= PAGE TEXT =
•••

[R] reference category for factor in regression

Tue Jan 20 08:23:08 CET 2009

G'day Jos,

On Mon, 19 Jan 2009 20:22:10 +0000
Jos Elkink <jos.elkink at ucd.ie> wrote:

> Here is a little bit more R code to show the problem:

Thanks for that, all becomes clear now. :)

> > str(AGE)
>  Factor w/ 5 levels "65+","18-24",..: 5 5 1 4 5 5 2 4 1 3 ...
> > table(LABOUR)
> LABOUR
>    0    1
>  692 1409
> > NONLABOUR <- 1 - LABOUR
> > m <- glm(NOVOTE ~ 0 + LABOUR + NONLABOUR + AGE : LABOUR + AGE : NONLABOUR, family=binomial)
> > m
> 
> Call:  glm(formula = NOVOTE ~ 0 + LABOUR + NONLABOUR + AGE:LABOUR +
>   AGE:NONLABOUR, family = binomial)
> 
> Coefficients:
>             LABOUR           NONLABOUR       LABOUR:AGE65+     LABOUR:AGE18-24
>           -0.35110            -0.30486            -0.11890            -0.66444
>    LABOUR:AGE25-34     LABOUR:AGE35-49     LABOUR:AGE50-64  NONLABOUR:AGE18-24
>           -0.23893            -0.15860                  NA            -0.65655
> NONLABOUR:AGE25-34  NONLABOUR:AGE35-49  NONLABOUR:AGE50-64
>           -0.72815             0.04951             0.17481
> 
> As you can see, 65+ is taken as reference category in the interaction
> with NONLABOUR, but not in the interaction with LABOUR.

The way R translates model formulae into design matrices can appear as
a somewhat mysterious process.  It is claimed that the best account on
how this is done can be found in the MASS book.  

Essentially, if A is a factor with r levels, then if A appears as a
main term in the model it will contribute X_A (the matrix with r
columns that contains the dummy variables corresponding to the levels
of A) to the design matrix.  If A appears in a two-way interaction term,
then the contribution to the design matrix is the matrix obtained by
taking each column of X_A and multiplying it elementwise with each
column of the matrix contributed by the other variable.  And so forth
for higher order interactions.

Now, in general adding X_A to the design matrix will lead to a design
matrix that does not have full rank.  Thus, typically X_A is first
multiplied by a contrast matrix, say, C_A and X_A C_A is actually added
to the design matrix.  The contrast matrix used depends on your
settings of options()$contrasts.  Likewise X_A C_A is typically used in
the construction of the interaction terms and not X_A.

But if you play around with "+0" (or "-1"), then things seem to become
more complicated.  E.g. if +0 is in the model, then for the first
factor that is added as a main term, X_A is put into the design matrix,
not X_A C_A.  But a second factor, say, B would contribute X_B C_B to
the design matrix since adding X_B would lead again to a design matrix
that does not have full column rank; so some reduction is done
immediately.

•••

= INFORMATION SHOWN =
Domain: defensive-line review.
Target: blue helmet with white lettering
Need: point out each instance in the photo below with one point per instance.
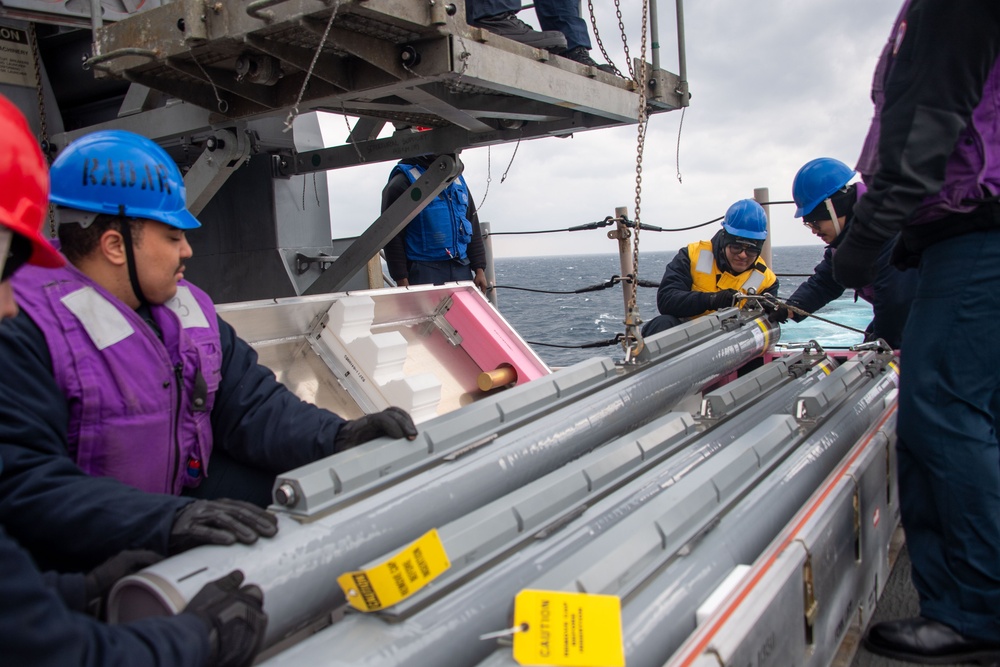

•••

Could you quote the R regression thread word for word, starting with "The way R translates" and going on through "the MASS book."? Work only from the R regression thread, not the material.

The way R translates model formulae into design matrices can appear as
a somewhat mysterious process.  It is claimed that the best account on
how this is done can be found in the MASS book.